DATASET CONTENT:
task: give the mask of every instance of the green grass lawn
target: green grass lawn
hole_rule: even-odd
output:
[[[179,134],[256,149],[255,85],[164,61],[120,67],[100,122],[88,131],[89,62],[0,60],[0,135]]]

REQUIREMENT:
Tally the lines of the material above that contain the string "lawn", and reply with only that number.

FINISHED TASK:
2